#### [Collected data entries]
________________________________________
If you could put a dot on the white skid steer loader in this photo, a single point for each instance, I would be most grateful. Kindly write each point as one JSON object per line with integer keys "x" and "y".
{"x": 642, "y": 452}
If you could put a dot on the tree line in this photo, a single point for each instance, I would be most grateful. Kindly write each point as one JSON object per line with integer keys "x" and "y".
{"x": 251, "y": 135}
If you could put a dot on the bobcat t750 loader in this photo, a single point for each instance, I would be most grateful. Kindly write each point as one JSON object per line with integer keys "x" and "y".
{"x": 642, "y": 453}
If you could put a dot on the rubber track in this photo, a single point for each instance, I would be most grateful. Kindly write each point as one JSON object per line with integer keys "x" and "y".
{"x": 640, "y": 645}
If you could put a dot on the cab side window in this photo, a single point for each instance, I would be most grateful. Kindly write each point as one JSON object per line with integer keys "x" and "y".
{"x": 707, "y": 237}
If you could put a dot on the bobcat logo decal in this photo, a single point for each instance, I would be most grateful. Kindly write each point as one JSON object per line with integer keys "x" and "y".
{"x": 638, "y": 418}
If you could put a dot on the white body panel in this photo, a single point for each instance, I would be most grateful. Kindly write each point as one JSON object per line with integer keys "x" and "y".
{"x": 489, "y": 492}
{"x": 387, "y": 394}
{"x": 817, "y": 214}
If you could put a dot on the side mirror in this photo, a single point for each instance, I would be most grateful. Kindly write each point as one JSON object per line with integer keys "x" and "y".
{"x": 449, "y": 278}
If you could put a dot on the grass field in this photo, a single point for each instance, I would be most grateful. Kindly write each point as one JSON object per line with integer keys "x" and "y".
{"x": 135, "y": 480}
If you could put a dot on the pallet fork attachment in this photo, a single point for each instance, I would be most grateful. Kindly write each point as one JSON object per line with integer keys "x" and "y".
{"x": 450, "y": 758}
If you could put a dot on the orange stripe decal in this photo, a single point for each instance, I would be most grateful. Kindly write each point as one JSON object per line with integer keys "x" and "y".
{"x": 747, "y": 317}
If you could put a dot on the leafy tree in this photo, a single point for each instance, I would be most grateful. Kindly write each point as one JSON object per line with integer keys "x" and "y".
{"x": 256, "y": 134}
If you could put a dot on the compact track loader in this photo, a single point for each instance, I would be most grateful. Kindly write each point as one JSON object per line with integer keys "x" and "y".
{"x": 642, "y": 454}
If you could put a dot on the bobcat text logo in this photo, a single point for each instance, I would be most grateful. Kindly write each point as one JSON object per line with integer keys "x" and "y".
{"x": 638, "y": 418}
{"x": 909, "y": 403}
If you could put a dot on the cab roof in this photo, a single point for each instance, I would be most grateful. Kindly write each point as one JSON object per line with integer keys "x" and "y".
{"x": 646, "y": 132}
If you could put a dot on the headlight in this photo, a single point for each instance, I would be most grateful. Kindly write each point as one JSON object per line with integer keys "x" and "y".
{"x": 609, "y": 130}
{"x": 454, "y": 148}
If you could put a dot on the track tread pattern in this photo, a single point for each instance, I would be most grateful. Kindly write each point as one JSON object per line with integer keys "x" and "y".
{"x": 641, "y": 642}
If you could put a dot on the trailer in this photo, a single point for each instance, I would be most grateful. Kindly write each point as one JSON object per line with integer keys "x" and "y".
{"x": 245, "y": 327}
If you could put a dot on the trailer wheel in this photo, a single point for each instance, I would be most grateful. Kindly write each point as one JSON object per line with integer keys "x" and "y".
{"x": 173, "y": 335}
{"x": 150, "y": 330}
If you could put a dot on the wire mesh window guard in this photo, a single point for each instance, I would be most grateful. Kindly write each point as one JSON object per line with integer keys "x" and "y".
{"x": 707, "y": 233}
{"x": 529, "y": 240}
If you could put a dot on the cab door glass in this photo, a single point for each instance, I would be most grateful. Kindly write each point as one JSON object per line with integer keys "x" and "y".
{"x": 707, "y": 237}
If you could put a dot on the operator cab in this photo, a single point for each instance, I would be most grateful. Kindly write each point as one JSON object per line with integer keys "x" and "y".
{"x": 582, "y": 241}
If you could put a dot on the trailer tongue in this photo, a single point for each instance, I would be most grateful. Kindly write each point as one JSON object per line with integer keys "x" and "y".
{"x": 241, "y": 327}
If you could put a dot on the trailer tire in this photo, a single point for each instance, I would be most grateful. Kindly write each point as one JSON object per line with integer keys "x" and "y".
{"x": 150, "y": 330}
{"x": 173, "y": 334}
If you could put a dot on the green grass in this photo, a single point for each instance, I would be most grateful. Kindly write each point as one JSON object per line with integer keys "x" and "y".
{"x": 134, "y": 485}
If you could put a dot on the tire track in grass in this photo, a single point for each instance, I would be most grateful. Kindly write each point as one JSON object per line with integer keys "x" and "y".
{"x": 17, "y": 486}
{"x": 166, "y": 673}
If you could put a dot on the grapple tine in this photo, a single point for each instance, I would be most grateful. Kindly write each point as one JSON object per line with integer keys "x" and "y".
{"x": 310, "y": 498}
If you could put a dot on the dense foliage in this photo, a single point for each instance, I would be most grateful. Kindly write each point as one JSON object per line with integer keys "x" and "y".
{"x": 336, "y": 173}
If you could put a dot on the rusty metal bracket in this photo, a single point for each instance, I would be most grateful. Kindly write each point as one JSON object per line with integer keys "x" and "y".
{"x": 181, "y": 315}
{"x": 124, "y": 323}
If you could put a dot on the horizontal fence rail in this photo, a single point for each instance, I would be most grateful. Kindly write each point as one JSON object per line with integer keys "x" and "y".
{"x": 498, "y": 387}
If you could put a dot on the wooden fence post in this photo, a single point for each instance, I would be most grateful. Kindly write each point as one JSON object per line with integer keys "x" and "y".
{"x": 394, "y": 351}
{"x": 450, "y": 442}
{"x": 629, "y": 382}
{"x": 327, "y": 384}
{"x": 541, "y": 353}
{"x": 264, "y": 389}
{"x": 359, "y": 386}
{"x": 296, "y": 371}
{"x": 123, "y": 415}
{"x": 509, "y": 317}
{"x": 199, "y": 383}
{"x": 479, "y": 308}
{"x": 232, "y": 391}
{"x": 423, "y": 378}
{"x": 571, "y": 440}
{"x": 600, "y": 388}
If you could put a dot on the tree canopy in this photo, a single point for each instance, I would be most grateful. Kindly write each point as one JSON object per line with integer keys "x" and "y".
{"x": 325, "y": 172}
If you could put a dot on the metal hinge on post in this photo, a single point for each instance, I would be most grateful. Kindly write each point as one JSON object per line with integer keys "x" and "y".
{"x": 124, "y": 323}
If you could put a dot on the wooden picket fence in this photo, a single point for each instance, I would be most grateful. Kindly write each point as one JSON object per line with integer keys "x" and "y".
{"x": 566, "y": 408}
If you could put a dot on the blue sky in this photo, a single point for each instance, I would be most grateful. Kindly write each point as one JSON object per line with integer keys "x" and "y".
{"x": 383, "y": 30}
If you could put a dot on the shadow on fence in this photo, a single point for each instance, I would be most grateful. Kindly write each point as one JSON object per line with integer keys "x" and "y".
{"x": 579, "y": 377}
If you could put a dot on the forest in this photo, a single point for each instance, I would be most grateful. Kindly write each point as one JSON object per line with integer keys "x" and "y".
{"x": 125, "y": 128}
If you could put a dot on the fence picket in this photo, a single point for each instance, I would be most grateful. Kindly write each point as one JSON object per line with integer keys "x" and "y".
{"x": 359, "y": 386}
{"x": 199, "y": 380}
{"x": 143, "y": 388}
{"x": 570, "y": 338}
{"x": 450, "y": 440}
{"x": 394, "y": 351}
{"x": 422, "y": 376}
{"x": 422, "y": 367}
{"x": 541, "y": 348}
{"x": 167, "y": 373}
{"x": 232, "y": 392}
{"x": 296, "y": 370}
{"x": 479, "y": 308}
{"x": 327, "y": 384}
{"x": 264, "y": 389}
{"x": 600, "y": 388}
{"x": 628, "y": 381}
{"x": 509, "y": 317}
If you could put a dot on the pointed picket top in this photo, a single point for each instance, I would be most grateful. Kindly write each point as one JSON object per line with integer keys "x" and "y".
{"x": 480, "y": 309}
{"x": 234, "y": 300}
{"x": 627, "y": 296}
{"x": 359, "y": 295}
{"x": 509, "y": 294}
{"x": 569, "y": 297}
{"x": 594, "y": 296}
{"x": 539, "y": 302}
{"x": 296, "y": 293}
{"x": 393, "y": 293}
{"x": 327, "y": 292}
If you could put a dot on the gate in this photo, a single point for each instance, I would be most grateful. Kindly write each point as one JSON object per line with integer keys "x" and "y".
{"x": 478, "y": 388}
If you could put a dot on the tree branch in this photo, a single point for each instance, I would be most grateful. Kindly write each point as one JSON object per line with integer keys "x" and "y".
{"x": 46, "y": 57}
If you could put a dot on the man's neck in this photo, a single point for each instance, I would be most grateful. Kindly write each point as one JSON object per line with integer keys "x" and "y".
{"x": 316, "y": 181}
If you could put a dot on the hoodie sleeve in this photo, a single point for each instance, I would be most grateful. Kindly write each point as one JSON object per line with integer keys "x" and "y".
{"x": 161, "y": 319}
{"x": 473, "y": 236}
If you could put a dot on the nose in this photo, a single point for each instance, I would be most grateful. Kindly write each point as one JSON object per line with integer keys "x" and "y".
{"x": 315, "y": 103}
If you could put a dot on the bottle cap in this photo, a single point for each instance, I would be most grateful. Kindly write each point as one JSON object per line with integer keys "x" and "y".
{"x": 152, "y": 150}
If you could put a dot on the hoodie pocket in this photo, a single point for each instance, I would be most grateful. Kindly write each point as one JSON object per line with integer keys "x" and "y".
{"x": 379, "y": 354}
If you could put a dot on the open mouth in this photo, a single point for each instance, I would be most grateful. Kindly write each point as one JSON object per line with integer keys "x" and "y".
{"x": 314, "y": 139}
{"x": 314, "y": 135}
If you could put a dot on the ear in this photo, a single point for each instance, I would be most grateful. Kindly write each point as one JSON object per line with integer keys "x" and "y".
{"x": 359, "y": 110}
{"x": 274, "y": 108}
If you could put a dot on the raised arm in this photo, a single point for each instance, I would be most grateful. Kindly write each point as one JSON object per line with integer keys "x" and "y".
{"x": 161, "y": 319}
________________________________________
#### [DIRECTIVE]
Repeat the line that contains "If you could put a dot on the open", then every line after it until the records end, with nothing added.

#### [SOLVED EXERCISE]
If you could put a dot on the open mouth in this photo, a single point for each instance, I would be most grateful. Kindly write each point as one JSON object per line with integer keys "x" and "y".
{"x": 314, "y": 139}
{"x": 314, "y": 135}
If you could put a dot on the ear in this photo, a single point for each instance, I would be most grateful. Kindly write each point as one JSON object per line with integer keys "x" and "y".
{"x": 359, "y": 110}
{"x": 274, "y": 108}
If you could put a dot on the raised arm in this photo, a single point for each instance, I would be most grateful. Kindly write each point as one JSON object per line with integer keys "x" and "y".
{"x": 161, "y": 319}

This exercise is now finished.